Task list>
• 1. In the interview excerpt on petrol excise, what does the speaker say a cut of 5 cents a litre would amount to?
• 2. Continue the interview excerpt on petrol excise from its final sentence, keeping the speaker's voice.

Well it's a lot of money, but governments have a lot of expenses, I mean it really gets back in the end to the argument I said a moment ago and that is that if we are to cut the excise, the money has got to come from somewhere. I mean I can reel off figures of how many millions of dollars a day we spend on defence and on pensions and those things in isolation don't mean a lot, they sound dramatic but they don't mean anything, you have to look at the overall shape of the budget and we have a surplus, it's not a huge surplus and if you take a cut of 5 cents a litre in petrol excise, that's 1.7 billion dollars. You take that out of the budget surplus, you are running it down dangerously and you are putting upward pressure on interest rates and I'm not going to do that because that would be very damaging to farmers, it would be very damaging to small business, it would be very damaging to home borrowers. Our interest rates are a lot lower than they used to be, they've gone up a bit in the last year, that's been regrettable but unavoidable and I don't want to do anything as Prime Minister to contribute to more upward pressure on interest rates and running down the budget surplus would certainly be doing just that.

Extracted records>
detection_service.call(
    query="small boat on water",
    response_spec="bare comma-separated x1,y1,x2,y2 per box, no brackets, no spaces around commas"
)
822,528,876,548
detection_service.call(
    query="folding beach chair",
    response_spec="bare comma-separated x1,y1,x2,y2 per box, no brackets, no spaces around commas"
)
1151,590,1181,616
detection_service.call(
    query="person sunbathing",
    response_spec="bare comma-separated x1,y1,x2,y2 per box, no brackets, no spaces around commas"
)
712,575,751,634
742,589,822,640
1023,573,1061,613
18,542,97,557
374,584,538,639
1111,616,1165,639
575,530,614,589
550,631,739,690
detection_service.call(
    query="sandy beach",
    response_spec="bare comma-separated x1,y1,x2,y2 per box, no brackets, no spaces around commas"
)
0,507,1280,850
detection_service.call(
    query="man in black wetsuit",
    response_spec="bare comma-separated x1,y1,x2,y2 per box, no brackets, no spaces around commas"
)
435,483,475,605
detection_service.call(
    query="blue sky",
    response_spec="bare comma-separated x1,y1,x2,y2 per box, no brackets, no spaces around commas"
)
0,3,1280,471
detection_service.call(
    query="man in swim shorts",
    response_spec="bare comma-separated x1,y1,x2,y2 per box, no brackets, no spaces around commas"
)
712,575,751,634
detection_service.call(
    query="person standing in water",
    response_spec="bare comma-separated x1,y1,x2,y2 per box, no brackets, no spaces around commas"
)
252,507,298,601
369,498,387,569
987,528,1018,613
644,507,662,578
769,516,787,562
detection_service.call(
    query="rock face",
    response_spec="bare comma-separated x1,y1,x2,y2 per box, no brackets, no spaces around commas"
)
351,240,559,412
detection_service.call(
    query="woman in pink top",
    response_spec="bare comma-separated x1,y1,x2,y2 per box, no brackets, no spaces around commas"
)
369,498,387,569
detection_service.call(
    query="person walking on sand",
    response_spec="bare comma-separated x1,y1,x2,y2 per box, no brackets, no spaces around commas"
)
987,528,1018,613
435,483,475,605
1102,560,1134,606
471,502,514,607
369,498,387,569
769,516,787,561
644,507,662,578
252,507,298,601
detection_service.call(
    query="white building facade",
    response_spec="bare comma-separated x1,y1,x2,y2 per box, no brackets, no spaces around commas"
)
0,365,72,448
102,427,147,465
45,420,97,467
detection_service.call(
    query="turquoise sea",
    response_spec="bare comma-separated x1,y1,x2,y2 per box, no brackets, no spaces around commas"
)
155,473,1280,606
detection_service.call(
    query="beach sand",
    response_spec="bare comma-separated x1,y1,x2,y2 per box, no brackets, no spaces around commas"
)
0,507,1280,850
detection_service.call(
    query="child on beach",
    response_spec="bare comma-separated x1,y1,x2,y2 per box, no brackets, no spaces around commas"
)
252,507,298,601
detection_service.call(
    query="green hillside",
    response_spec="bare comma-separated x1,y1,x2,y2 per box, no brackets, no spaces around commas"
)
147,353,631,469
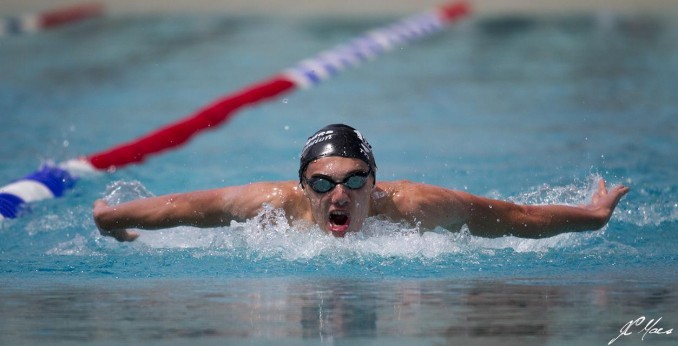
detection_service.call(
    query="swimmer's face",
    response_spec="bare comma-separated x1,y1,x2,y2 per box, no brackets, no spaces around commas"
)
302,156,374,237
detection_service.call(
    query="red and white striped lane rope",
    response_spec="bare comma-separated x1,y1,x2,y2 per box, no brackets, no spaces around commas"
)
0,2,469,220
0,3,104,36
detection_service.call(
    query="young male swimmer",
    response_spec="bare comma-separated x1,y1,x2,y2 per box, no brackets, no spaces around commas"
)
93,124,629,241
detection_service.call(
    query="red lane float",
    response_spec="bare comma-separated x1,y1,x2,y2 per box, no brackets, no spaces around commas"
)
0,2,470,220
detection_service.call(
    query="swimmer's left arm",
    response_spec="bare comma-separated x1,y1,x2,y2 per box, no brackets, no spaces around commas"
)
460,179,629,238
394,179,629,238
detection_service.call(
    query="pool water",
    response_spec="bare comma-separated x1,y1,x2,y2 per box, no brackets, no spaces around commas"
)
0,9,678,345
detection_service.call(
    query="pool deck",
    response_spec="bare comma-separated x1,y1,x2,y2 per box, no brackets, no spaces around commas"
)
0,0,678,17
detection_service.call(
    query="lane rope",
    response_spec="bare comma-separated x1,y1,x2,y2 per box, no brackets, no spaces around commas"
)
0,3,104,37
0,1,470,220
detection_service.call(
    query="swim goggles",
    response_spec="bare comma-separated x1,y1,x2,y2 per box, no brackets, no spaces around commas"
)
306,168,372,193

Results for each task>
• 1. 1.7 billion dollars.

• 2.
KNIGHT:

Your 12.8 billion dollars comes from fuel excise and around 2 billion dollars of that goes back to roads, you are making a lot of money, which as you say does.

PRIME MINISTER:

When you say, making money, we're not, we're not making a red cent. That money goes, it all goes into the general pool.

KNIGHT:

Why does it have to come from fuel?

PRIME MINISTER:

Well if it didn't come from fuel, it would come from higher personal tax.

KNIGHT:

Well, why not do that?

PRIME MINISTER:

Well I don't agree with that. I think actually it's a good idea, the present mix of our tax system is much better than it used to be. Having cut personal income tax by 12 billion dollars, I'm not about to increase it, which is really what you are suggesting.

KNIGHT:

Thanks for your time.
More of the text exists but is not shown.